____ Document passage

Washington State University researchers have found “the most famous wheat gene,” a reproductive traffic cop of sorts that can be used to transfer valuable genes from other plants to wheat.
The discovery clears the way for breeders to develop wheat varieties with the disease- and pest-resistance traits of other grasses, using a legion of genetic tools that can reduce crop losses and pesticide use while foregoing the cost, regulatory hurdles and controversy of genetically modified organisms, or GMOs.
“The real exciting part of this gene is that it has tremendous potential for application,” said Kulvinder Gill, a WSU professor, who reports his findings in the journal Proceedings of the National Academy of Sciences.
For some 35 million years, the wild ancestors of wheat routinely traded genes as they accidentally cross-bred with each other. But with the rise of agriculture and cultivated wheat 10,000 years ago, the plant’s genetic structure changed. Instead of being diploid, with two sets of chromosomes like humans and most other living things, it became polyploid, with, in the case of bread wheat, seven sets of six related chromosomes.
Starting in 1958, just five years after the discovery of DNA’s double-helix structure, researchers suspected that a specific gene controls the orderly pairing of wheat chromosomes during reproduction.
“If this gene was not present, there would be chaos in the nucleus,” said Gill. “Six chromosomes would pair with each other and sometimes five chromosomes would go to one cell and one to the other, resulting in a sterile plant. Because of this gene, wheat can be fertile. Without this gene, it would be more like sugar cane, where it is a mess in the nucleus and it can only be vegetatively propagated.”
But the gene also prevents wheat from breeding with related ancestors that can contain a vast array of traits preferred by growers.
“This gene would not allow rye chromosomes to pair with wheat,” said Gill. “We cannot get a single gene transfer into wheat as long as this gene is present.”
Interest in the gene, called Ph1, has spawned scores of research papers, making it what Gill called, “the most famous wheat gene.”
In 2006, British researchers writing in the journal Nature said they identified the gene.
“In this paper,” said Gill, “we show that their gene is not the Ph1.”
Knowing their findings would be controversial, Gill and his colleagues spent a year repeating the experiments that led to their conclusion. They are now moving on.
“Now that we have the gene, we can actually use that gene sequence to temporarily silence the gene and make rye and other chromosomes pair with wheat and transfer genes by a natural method into wheat without calling it GMO,” Gill said.
Their first effort involves transferring a gene from jointed goatgrass, a wild relative of wheat, to confer resistance to stripe rust. The fungus is considered the world’s most economically damaging wheat pathogen, costing U.S. farmers alone some $500 million in lost productivity in 2012.
While facilitated by technology, the actual exchange of genetic material is similar to what has long taken place in nature, only faster. Incorporating the gene transfer into the overall breeding process, researchers can develop a new variety in five years, said Gill.
“If we let wheat evolve for another few millions years in the wild, maybe it will develop enough variation, but we don’t have that kind of time,” said Gill. “We need to solve this problem today.”
Funding for the research came from WSU’s Vogel Endowment Fund. Other researchers were Ramanjot Bhullar, a WSU doctoral student and the paper’s lead author; Ragupathi Nagarajan, a WSU doctoral student; Harvinder Bennypaul of the Canadian Food Inspection Agency; Gaganpreet K. Sidhu, a WSU master’s graduate now at Columbia University; WSU doctoral student Gaganjot Sidhu; WSU assistant research professor Sachin Rustgi; and R.A. Nilan Distinguished Professor Diter von Wettstein.

________
____ Excerpted records

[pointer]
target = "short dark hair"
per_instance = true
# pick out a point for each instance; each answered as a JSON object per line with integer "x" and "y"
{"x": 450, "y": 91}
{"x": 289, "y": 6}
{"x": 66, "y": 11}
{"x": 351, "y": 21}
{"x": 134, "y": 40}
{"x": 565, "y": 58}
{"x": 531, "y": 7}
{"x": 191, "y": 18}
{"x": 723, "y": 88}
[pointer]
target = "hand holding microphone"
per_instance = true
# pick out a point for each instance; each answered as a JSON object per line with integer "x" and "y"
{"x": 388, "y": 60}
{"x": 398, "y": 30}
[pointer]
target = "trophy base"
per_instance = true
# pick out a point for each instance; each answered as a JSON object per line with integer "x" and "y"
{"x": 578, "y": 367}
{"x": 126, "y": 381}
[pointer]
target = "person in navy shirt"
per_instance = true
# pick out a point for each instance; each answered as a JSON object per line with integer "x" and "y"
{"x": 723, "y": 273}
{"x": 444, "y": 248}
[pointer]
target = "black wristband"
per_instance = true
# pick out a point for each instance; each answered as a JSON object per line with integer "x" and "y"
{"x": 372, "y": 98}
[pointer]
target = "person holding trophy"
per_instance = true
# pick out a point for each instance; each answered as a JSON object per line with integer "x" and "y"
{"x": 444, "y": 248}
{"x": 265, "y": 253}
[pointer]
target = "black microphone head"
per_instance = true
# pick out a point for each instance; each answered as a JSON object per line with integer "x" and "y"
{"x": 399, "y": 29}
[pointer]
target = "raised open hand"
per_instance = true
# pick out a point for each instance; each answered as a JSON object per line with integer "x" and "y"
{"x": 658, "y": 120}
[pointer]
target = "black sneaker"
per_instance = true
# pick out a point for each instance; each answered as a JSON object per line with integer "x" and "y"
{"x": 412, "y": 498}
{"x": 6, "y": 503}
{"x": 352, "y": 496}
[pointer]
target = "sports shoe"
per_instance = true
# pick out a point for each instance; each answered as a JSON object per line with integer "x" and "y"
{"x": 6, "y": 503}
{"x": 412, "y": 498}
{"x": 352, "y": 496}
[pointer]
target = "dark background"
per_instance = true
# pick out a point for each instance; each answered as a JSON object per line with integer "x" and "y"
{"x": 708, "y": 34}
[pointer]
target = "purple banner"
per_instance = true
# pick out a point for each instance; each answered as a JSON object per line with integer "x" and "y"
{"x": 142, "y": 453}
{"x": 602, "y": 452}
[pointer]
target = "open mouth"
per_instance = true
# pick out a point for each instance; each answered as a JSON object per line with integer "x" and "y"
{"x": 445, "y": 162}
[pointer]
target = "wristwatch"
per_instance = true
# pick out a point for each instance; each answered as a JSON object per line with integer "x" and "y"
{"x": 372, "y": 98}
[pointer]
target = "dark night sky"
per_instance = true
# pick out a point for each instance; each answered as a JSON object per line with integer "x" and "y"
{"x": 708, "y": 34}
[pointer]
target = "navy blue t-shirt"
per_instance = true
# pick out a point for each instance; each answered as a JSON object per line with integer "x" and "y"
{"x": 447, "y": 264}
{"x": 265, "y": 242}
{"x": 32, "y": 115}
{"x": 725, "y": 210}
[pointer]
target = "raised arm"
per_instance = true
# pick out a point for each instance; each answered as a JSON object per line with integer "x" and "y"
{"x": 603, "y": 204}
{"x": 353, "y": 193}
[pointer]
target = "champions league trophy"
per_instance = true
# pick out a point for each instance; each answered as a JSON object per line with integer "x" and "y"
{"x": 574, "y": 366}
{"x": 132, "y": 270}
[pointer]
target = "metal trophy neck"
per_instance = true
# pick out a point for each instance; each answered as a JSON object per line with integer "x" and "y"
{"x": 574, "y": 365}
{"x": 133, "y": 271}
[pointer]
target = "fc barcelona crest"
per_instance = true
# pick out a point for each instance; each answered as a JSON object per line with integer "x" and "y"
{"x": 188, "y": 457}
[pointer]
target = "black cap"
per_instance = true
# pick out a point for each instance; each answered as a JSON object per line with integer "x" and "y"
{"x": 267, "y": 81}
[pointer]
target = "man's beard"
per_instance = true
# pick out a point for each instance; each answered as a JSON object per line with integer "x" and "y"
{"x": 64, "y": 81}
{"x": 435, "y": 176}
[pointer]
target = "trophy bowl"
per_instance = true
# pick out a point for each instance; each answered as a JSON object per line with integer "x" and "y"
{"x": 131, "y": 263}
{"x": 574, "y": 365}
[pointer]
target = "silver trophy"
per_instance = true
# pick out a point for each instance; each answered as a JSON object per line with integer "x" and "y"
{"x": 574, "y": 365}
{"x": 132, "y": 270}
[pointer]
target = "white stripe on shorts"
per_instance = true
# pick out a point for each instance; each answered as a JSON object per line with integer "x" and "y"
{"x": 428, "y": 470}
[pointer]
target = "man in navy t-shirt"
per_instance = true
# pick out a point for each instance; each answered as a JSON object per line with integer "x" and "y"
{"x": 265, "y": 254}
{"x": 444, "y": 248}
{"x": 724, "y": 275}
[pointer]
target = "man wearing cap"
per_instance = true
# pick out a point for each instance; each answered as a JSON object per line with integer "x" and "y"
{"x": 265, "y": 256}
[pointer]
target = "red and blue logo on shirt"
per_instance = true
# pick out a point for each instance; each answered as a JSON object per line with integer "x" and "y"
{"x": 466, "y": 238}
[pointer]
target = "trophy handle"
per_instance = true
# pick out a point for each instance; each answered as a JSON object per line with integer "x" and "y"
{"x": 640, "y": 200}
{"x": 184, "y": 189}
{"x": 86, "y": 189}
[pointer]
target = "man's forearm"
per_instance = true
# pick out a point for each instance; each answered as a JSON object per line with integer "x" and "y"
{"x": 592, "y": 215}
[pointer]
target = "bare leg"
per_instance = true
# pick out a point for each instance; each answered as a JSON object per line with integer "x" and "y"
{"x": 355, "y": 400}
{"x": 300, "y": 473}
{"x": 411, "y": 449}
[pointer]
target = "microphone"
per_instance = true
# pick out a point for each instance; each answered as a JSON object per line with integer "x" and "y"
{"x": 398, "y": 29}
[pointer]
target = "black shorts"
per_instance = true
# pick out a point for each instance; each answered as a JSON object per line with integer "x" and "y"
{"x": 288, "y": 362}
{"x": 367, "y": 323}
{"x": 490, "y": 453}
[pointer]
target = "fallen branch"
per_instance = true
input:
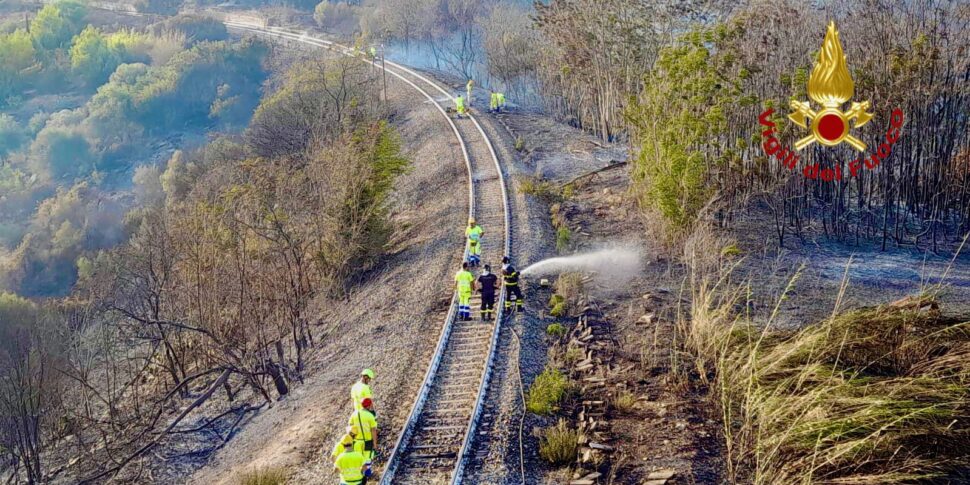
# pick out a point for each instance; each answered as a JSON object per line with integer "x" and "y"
{"x": 613, "y": 164}
{"x": 198, "y": 402}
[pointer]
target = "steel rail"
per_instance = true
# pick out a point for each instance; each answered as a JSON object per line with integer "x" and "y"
{"x": 416, "y": 409}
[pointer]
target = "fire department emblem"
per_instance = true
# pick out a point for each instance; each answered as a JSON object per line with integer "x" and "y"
{"x": 830, "y": 85}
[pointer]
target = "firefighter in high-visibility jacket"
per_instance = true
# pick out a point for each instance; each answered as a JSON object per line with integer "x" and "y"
{"x": 460, "y": 106}
{"x": 474, "y": 234}
{"x": 463, "y": 281}
{"x": 361, "y": 389}
{"x": 510, "y": 278}
{"x": 363, "y": 426}
{"x": 350, "y": 463}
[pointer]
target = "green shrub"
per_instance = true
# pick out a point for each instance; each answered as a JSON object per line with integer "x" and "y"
{"x": 541, "y": 188}
{"x": 569, "y": 191}
{"x": 556, "y": 330}
{"x": 671, "y": 168}
{"x": 264, "y": 476}
{"x": 559, "y": 310}
{"x": 569, "y": 286}
{"x": 559, "y": 444}
{"x": 546, "y": 392}
{"x": 625, "y": 401}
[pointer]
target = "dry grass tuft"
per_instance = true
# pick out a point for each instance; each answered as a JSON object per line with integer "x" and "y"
{"x": 558, "y": 444}
{"x": 547, "y": 391}
{"x": 874, "y": 395}
{"x": 625, "y": 401}
{"x": 264, "y": 476}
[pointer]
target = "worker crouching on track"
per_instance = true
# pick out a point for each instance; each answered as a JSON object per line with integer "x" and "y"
{"x": 363, "y": 426}
{"x": 350, "y": 463}
{"x": 460, "y": 106}
{"x": 464, "y": 280}
{"x": 361, "y": 390}
{"x": 510, "y": 277}
{"x": 474, "y": 234}
{"x": 487, "y": 284}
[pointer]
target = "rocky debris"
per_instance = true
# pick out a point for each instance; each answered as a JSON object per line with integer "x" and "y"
{"x": 593, "y": 337}
{"x": 659, "y": 477}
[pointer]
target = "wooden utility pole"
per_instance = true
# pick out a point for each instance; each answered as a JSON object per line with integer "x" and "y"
{"x": 383, "y": 72}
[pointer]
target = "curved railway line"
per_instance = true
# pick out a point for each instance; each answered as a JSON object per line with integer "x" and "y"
{"x": 435, "y": 443}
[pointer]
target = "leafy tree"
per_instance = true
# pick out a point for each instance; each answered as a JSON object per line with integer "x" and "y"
{"x": 56, "y": 24}
{"x": 16, "y": 55}
{"x": 61, "y": 154}
{"x": 675, "y": 120}
{"x": 12, "y": 135}
{"x": 93, "y": 58}
{"x": 30, "y": 352}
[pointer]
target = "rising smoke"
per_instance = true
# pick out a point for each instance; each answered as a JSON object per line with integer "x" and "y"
{"x": 609, "y": 267}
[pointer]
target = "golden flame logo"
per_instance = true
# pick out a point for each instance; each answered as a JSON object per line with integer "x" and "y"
{"x": 831, "y": 86}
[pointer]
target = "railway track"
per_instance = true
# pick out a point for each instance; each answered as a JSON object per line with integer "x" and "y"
{"x": 435, "y": 443}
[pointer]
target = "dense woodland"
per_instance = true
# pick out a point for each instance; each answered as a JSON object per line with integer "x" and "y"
{"x": 683, "y": 84}
{"x": 218, "y": 260}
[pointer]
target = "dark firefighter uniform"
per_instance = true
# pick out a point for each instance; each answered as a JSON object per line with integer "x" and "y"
{"x": 510, "y": 276}
{"x": 487, "y": 283}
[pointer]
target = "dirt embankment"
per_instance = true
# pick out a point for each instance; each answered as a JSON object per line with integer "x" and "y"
{"x": 389, "y": 323}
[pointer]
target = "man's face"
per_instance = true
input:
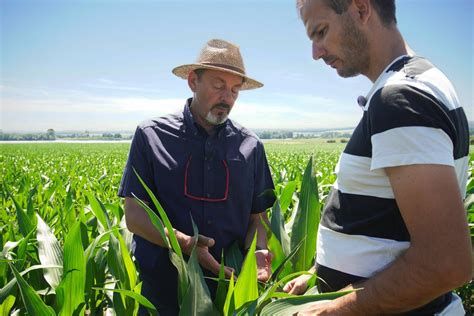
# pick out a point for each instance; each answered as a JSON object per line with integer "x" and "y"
{"x": 336, "y": 39}
{"x": 214, "y": 95}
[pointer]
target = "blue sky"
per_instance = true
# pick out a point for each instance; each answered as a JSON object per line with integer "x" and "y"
{"x": 106, "y": 65}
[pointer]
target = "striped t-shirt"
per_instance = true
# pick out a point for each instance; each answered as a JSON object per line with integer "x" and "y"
{"x": 412, "y": 116}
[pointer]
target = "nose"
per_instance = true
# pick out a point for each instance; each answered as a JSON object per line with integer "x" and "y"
{"x": 229, "y": 97}
{"x": 318, "y": 51}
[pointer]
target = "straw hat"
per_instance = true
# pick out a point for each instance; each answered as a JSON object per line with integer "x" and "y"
{"x": 223, "y": 56}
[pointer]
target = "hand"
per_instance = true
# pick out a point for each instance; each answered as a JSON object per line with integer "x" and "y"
{"x": 264, "y": 260}
{"x": 317, "y": 308}
{"x": 298, "y": 285}
{"x": 205, "y": 259}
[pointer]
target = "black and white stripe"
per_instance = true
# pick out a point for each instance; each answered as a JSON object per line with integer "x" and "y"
{"x": 412, "y": 116}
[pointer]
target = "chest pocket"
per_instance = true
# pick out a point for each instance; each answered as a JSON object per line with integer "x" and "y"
{"x": 241, "y": 176}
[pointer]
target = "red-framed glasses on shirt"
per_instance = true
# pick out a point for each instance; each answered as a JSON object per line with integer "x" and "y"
{"x": 202, "y": 198}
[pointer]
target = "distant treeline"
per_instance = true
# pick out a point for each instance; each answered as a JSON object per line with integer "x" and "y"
{"x": 52, "y": 135}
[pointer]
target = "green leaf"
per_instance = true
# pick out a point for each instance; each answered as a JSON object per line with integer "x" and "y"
{"x": 183, "y": 279}
{"x": 197, "y": 300}
{"x": 70, "y": 292}
{"x": 286, "y": 195}
{"x": 7, "y": 305}
{"x": 33, "y": 303}
{"x": 294, "y": 304}
{"x": 99, "y": 211}
{"x": 282, "y": 267}
{"x": 229, "y": 304}
{"x": 164, "y": 218}
{"x": 278, "y": 228}
{"x": 269, "y": 292}
{"x": 275, "y": 248}
{"x": 246, "y": 287}
{"x": 6, "y": 290}
{"x": 25, "y": 224}
{"x": 136, "y": 296}
{"x": 234, "y": 258}
{"x": 306, "y": 221}
{"x": 155, "y": 220}
{"x": 248, "y": 309}
{"x": 221, "y": 287}
{"x": 49, "y": 252}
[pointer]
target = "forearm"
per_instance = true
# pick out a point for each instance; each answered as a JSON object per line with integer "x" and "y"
{"x": 403, "y": 286}
{"x": 139, "y": 223}
{"x": 255, "y": 225}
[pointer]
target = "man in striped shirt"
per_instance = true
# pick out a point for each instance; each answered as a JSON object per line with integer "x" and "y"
{"x": 394, "y": 225}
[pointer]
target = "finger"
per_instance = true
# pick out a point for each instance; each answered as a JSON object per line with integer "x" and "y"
{"x": 205, "y": 241}
{"x": 228, "y": 272}
{"x": 288, "y": 286}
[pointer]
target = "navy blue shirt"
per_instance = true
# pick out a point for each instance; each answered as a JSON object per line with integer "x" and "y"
{"x": 224, "y": 177}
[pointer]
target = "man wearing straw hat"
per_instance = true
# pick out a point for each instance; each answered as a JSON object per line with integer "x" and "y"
{"x": 394, "y": 226}
{"x": 200, "y": 165}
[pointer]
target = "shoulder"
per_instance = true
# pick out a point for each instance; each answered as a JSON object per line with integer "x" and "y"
{"x": 242, "y": 131}
{"x": 167, "y": 122}
{"x": 412, "y": 79}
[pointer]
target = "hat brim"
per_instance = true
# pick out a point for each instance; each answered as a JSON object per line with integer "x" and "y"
{"x": 184, "y": 70}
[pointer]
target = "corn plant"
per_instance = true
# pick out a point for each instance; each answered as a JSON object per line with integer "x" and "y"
{"x": 65, "y": 249}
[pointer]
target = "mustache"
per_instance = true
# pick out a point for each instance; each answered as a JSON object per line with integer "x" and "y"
{"x": 221, "y": 105}
{"x": 329, "y": 59}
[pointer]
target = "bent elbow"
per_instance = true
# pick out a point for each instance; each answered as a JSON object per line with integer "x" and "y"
{"x": 459, "y": 271}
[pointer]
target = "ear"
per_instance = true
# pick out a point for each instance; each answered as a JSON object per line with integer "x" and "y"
{"x": 362, "y": 10}
{"x": 192, "y": 81}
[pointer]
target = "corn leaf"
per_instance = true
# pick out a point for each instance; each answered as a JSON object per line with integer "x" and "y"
{"x": 246, "y": 287}
{"x": 25, "y": 224}
{"x": 275, "y": 248}
{"x": 33, "y": 303}
{"x": 183, "y": 279}
{"x": 70, "y": 292}
{"x": 287, "y": 195}
{"x": 49, "y": 252}
{"x": 197, "y": 300}
{"x": 6, "y": 290}
{"x": 270, "y": 291}
{"x": 229, "y": 304}
{"x": 164, "y": 218}
{"x": 287, "y": 262}
{"x": 155, "y": 220}
{"x": 294, "y": 304}
{"x": 136, "y": 296}
{"x": 7, "y": 305}
{"x": 99, "y": 211}
{"x": 278, "y": 228}
{"x": 248, "y": 309}
{"x": 222, "y": 287}
{"x": 306, "y": 221}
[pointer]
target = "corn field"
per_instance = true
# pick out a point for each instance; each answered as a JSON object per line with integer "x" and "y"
{"x": 65, "y": 246}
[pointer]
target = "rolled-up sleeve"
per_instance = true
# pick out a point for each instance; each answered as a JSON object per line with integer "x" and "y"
{"x": 263, "y": 196}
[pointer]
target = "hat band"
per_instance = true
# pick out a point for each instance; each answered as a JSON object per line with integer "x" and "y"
{"x": 239, "y": 70}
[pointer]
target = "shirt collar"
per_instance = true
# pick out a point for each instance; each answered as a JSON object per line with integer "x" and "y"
{"x": 193, "y": 128}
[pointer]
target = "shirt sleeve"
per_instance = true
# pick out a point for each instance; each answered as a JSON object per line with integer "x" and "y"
{"x": 263, "y": 196}
{"x": 407, "y": 127}
{"x": 138, "y": 160}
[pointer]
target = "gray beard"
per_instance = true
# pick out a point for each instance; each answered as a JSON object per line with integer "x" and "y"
{"x": 215, "y": 120}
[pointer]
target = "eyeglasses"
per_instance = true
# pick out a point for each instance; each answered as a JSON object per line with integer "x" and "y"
{"x": 201, "y": 198}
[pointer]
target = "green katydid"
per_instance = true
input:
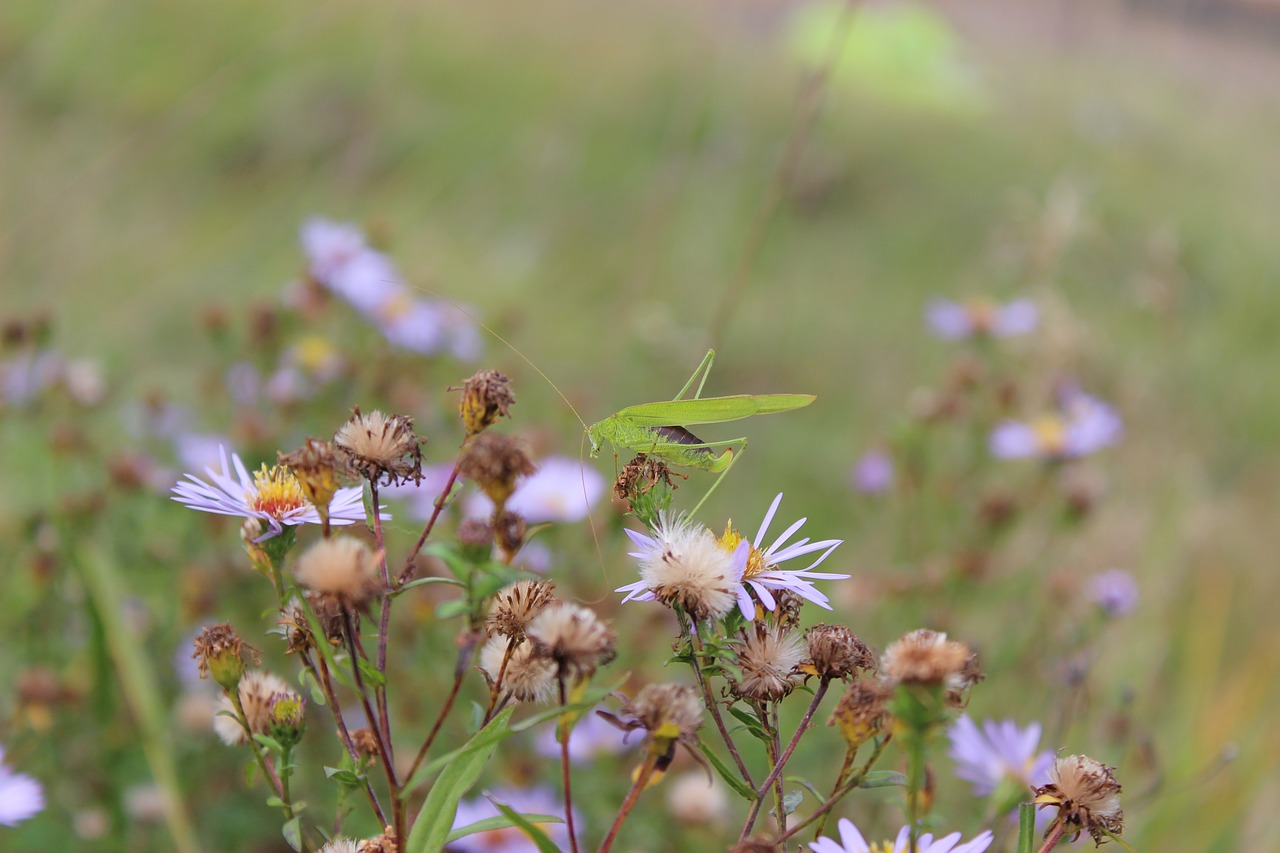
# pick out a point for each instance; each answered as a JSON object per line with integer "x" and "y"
{"x": 661, "y": 428}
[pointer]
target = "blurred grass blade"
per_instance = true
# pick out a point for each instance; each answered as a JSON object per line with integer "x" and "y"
{"x": 103, "y": 585}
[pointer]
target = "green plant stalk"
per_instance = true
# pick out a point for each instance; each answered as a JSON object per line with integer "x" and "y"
{"x": 140, "y": 692}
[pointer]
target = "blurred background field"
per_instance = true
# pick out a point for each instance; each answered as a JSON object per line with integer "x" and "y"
{"x": 589, "y": 179}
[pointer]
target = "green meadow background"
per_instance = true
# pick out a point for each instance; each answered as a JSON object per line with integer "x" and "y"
{"x": 590, "y": 179}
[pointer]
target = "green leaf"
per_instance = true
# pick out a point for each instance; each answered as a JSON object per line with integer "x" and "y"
{"x": 883, "y": 779}
{"x": 728, "y": 775}
{"x": 435, "y": 817}
{"x": 536, "y": 835}
{"x": 502, "y": 821}
{"x": 292, "y": 831}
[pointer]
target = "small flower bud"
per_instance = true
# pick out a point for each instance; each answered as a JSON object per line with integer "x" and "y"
{"x": 485, "y": 397}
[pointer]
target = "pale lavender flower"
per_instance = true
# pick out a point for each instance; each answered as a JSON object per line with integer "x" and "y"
{"x": 329, "y": 245}
{"x": 593, "y": 737}
{"x": 763, "y": 574}
{"x": 853, "y": 842}
{"x": 873, "y": 473}
{"x": 561, "y": 489}
{"x": 1115, "y": 592}
{"x": 1080, "y": 425}
{"x": 955, "y": 320}
{"x": 530, "y": 801}
{"x": 21, "y": 796}
{"x": 997, "y": 752}
{"x": 270, "y": 495}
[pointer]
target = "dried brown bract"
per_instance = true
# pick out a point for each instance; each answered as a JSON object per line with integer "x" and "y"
{"x": 485, "y": 397}
{"x": 835, "y": 652}
{"x": 382, "y": 447}
{"x": 1087, "y": 797}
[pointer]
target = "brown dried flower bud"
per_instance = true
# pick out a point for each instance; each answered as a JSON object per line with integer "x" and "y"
{"x": 223, "y": 655}
{"x": 318, "y": 468}
{"x": 767, "y": 660}
{"x": 517, "y": 671}
{"x": 926, "y": 657}
{"x": 494, "y": 461}
{"x": 835, "y": 652}
{"x": 485, "y": 397}
{"x": 382, "y": 447}
{"x": 862, "y": 712}
{"x": 339, "y": 573}
{"x": 1087, "y": 797}
{"x": 574, "y": 637}
{"x": 515, "y": 606}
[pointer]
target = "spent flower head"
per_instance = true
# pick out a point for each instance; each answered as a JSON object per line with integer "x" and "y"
{"x": 380, "y": 447}
{"x": 851, "y": 842}
{"x": 1087, "y": 797}
{"x": 272, "y": 496}
{"x": 682, "y": 565}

________

#### Work to be completed:
Update everything from "For some 35" down to "six related chromosomes." in the wheat gene article, replacing "35 million years" with "30 million years". Work only from the text itself.

#### Answer to this problem:
For some 30 million years, the wild ancestors of wheat routinely traded genes as they accidentally cross-bred with each other. But with the rise of agriculture and cultivated wheat 10,000 years ago, the plant’s genetic structure changed. Instead of being diploid, with two sets of chromosomes like humans and most other living things, it became polyploid, with, in the case of bread wheat, seven sets of six related chromosomes.